Bulls Chairman Jerry Reinsdorf: Michael Jordan's will to win made him the best

Michael Jordan Hall of Fame
Michael Jordan and the Bulls

Bulls Chairman Jerry Reinsdorf used to tell Michael Jordan that he reminded him of Jake LaMotta.

Jordan’s initial response was, “Who?”

Perhaps better known as the Raging Bull, the Bronx-native LaMotta was a middleweight who fought in the 1940s and 1950s.

Reinsdorf explained, “He was a boxer who was never knocked off his feet, but lost a number of fights on technical knockouts while he was standing and being pummeled. You had to kill him to beat him. He refused to lose.”

It was his will to win that Reinsdorf saw in Jordan, a trait that Reinsdorf believes drove Jordan to be the best of the best.

“There probably have been players with similar skills to his, although I doubt there has ever been a player as good offensively and defensively as Michael,” Reinsdorf said from his U.S. Cellular Field office. “The thing that separated him from all the other athletes I’ve ever seen was his desire to win.”

That Reinsdorf would own the team Jordan would play for and eventually become one of basketball’s dynasties, according to him, was a stroke of “dumb luck.”

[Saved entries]

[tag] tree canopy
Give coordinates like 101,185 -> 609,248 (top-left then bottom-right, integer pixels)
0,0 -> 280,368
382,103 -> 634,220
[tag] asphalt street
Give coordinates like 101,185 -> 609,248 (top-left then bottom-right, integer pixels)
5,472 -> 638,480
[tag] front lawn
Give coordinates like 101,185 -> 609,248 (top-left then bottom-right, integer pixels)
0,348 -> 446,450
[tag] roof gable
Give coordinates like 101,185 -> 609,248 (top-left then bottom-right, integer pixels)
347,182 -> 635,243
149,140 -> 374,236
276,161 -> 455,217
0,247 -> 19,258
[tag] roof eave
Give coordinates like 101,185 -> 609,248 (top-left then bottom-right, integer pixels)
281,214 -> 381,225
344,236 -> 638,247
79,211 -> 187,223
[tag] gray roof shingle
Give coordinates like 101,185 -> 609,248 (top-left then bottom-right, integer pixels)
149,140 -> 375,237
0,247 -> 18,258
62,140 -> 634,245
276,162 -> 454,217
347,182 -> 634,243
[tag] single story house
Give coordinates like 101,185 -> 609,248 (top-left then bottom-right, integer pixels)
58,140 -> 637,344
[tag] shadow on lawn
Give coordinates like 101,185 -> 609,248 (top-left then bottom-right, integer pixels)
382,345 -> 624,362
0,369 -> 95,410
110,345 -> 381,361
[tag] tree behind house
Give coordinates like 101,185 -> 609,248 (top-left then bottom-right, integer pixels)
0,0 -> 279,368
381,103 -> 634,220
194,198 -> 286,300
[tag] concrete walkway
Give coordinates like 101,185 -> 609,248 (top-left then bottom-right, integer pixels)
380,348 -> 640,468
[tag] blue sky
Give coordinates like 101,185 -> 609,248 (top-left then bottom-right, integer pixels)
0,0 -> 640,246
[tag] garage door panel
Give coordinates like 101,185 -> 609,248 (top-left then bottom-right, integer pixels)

• [Written request 1]:
In the article on Michael Jordan, rewrite the stretch from "Jordan’s initial response" through "1940s and 1950s.", substituting "light heavyweight" for "middleweight".
• [Written request 2]:
Resume the article on Michael Jordan, picking up right after its last sentence.

• [Task output 1]:
Jordan’s initial response was, “Who?”

Perhaps better known as the Raging Bull, the Bronx-native LaMotta was a light heavyweight who fought in the 1940s and 1950s.

• [Task output 2]:
At the time Reinsdorf’s group made the agreement to purchase the Bulls in September 1984, it was about three months after then General Manager Rod Thorn drafted Jordan with the third overall pick in the draft.

“Nobody had the slightest idea of what he was going to be,” acknowledged Reinsdorf. “I think if the old owners realized what they had, they certainly would not have sold. In college, he was an outstanding player, but not a franchise player.”

Jordan became an All-Star his rookie season, and it quickly became obvious Reinsdorf and his partners had struck a deal at just the right time.

The timing, however, was not quite right for the three coaches Jordan played for early in his career—Kevin Loughery, Stan Albeck and Doug Collins. Although Jordan’s Bulls continued to progress as the 1990s approached, management decided to let Collins go and hire Phil Jackson prior to the 1989-90 season.

“Phil believed that basketball was essentially a defensive game,” Reinsdorf said of the decision. “His emphasis was on defense and rebounding. His offensive philosophy was one I liked, and that was running the triangle, which essentially involved players moving off the ball and a lot of ball movement.”

Before making a final decision, though, Reinsdorf consulted with his best player about the hire of Jackson, who had been on board for two seasons as an assistant, and Jordan was in favor of it. Jackson got his shot, and the Bulls never looked back, winning three straight world championships to start the decade.

Jordan and the Bulls meet President Clinton

Jordan, Reinsdorf and the Bulls had several opportunities to pay the White House a visit in the 1990s.
(Scott Cunningham/NBAE/Getty Images)

Then, suddenly and abruptly, the game’s greatest player decided to walk away from basketball in 1993.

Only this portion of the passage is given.